= Problem =
Every entry that follows needs to be repeated exactly.

(Named object pointing entries)
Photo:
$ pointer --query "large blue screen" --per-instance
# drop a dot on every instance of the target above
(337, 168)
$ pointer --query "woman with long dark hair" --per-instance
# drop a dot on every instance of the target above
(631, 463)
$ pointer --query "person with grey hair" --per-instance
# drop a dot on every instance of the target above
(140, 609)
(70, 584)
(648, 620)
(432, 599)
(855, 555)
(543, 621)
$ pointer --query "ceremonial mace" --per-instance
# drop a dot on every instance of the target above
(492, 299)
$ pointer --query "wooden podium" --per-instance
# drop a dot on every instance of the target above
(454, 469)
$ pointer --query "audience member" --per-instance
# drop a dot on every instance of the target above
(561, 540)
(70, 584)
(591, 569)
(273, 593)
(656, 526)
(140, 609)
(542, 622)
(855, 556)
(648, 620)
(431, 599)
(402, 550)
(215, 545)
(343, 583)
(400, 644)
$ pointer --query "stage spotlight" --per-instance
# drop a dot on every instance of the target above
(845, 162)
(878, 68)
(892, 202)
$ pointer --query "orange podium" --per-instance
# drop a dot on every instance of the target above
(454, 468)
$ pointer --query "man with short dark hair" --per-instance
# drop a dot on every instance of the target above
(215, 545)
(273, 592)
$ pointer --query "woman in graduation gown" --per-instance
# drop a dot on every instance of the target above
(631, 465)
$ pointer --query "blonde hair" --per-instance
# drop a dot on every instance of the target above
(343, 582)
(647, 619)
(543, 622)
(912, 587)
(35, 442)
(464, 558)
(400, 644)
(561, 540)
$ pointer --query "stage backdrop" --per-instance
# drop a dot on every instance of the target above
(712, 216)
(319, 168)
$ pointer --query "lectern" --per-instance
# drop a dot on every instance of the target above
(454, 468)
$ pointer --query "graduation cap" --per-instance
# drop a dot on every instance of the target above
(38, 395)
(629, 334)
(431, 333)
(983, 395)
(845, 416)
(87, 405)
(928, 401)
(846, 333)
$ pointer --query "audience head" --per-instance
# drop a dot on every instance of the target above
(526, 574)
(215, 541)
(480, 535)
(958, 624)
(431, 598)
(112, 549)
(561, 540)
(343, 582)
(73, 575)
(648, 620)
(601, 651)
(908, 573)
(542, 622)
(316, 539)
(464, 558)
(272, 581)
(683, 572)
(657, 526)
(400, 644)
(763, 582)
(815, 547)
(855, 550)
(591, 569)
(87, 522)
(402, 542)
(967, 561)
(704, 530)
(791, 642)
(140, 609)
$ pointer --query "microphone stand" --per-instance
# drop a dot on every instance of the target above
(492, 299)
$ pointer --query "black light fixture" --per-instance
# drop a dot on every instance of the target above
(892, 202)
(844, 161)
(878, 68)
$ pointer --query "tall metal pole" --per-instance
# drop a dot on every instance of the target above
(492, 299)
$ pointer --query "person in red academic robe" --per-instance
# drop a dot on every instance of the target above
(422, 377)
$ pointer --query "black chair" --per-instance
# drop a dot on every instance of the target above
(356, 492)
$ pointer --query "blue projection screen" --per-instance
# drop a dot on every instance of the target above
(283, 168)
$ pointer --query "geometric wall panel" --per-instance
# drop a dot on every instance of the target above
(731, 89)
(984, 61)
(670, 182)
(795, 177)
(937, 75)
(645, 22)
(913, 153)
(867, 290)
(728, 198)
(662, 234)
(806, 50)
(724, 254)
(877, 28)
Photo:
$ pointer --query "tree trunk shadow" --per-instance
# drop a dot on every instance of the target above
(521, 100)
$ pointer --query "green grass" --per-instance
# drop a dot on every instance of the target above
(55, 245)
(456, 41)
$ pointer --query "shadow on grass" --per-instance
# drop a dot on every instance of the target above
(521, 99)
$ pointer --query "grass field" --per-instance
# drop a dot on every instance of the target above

= Worked answer =
Photo:
$ pointer --query "large blue screen" --per-instance
# drop a dot on every instance of the target above
(337, 168)
$ pointer --query "woman with long dark hair" --per-instance
# drop a dot on every instance of the target above
(631, 463)
$ pointer --query "person with grey hair" --per-instance
# drop a dot on every instance of the target above
(140, 609)
(70, 584)
(648, 620)
(432, 599)
(855, 555)
(543, 621)
$ pointer --query "ceremonial mace" --per-instance
# drop a dot on every instance of the target above
(492, 299)
$ pointer --query "wooden podium" --per-instance
# drop a dot on every instance of the target above
(454, 469)
$ pointer --query "audience member" --per-instance
# drop a dot on every instance of the target above
(561, 540)
(70, 584)
(591, 569)
(273, 593)
(656, 526)
(140, 609)
(542, 622)
(855, 556)
(648, 620)
(431, 599)
(402, 550)
(215, 545)
(343, 583)
(400, 644)
$ pointer --query "stage spotlight" --per-instance
# drop a dot on every instance of the target above
(845, 162)
(878, 68)
(892, 202)
$ pointer --query "orange podium" --per-instance
# drop a dot on every instance of the target above
(454, 468)
$ pointer --query "man with short dark hair" --per-instance
# drop a dot on every instance of the target above
(215, 545)
(273, 592)
$ pointer --query "woman in graduation gown" --per-instance
# drop a dot on every instance of the target above
(631, 465)
$ pointer --query "blonde hair" --per-instance
# drop a dot on every instance of the target above
(343, 582)
(647, 619)
(543, 622)
(912, 587)
(35, 442)
(464, 558)
(400, 644)
(561, 540)
$ pointer --query "stage backdrop" --per-instance
# drop a dot on every instance of the target above
(712, 216)
(319, 168)
$ pointer --query "lectern" --per-instance
# drop a dot on every instance of the target above
(454, 468)
$ pointer --query "graduation cap" --per-instance
# drop a dot on every instance of the target above
(38, 395)
(629, 334)
(431, 333)
(983, 395)
(845, 416)
(87, 405)
(928, 401)
(846, 333)
$ pointer --query "audience head" --per-instance
# drop a dot on every instance of the target above
(526, 574)
(215, 541)
(480, 535)
(958, 624)
(431, 598)
(112, 549)
(561, 540)
(343, 582)
(73, 575)
(648, 620)
(601, 651)
(908, 573)
(542, 622)
(316, 539)
(464, 558)
(272, 581)
(683, 572)
(657, 526)
(400, 644)
(763, 582)
(815, 547)
(855, 550)
(591, 569)
(87, 522)
(402, 542)
(967, 561)
(704, 530)
(791, 642)
(140, 609)
$ pointer --query "microphone stand" --per-instance
# drop a dot on every instance of the target above
(492, 299)
$ pointer --query "black light fixture" --per-instance
# drop a dot on every instance of the target above
(892, 202)
(844, 161)
(878, 68)
$ pointer --query "tall metal pole" --per-instance
# drop a dot on every instance of the target above
(492, 299)
$ pointer --query "person in red academic robe" --per-instance
# drop a dot on every instance of the target above
(422, 377)
$ pointer --query "black chair" --per-instance
# drop a dot on every instance of the target above
(356, 492)
$ pointer --query "blue projection screen" --per-instance
# drop a dot on every instance of the target above
(283, 168)
$ pointer --query "geometric wall panel" --per-instance
# drop a dot on every instance of the target above
(731, 89)
(984, 61)
(670, 182)
(795, 177)
(937, 75)
(645, 22)
(913, 153)
(867, 290)
(728, 198)
(662, 234)
(806, 50)
(724, 254)
(877, 28)
Photo:
$ pointer --query "tree trunk shadow" --per-instance
# drop a dot on every instance of the target above
(521, 100)
$ pointer --query "green grass" --per-instance
# drop a dot on every instance of the target above
(55, 245)
(456, 41)
$ pointer --query "shadow on grass" --per-instance
# drop a dot on every instance of the target above
(521, 99)
$ pointer --query "grass field" --per-instance
# drop a dot on every instance of the target above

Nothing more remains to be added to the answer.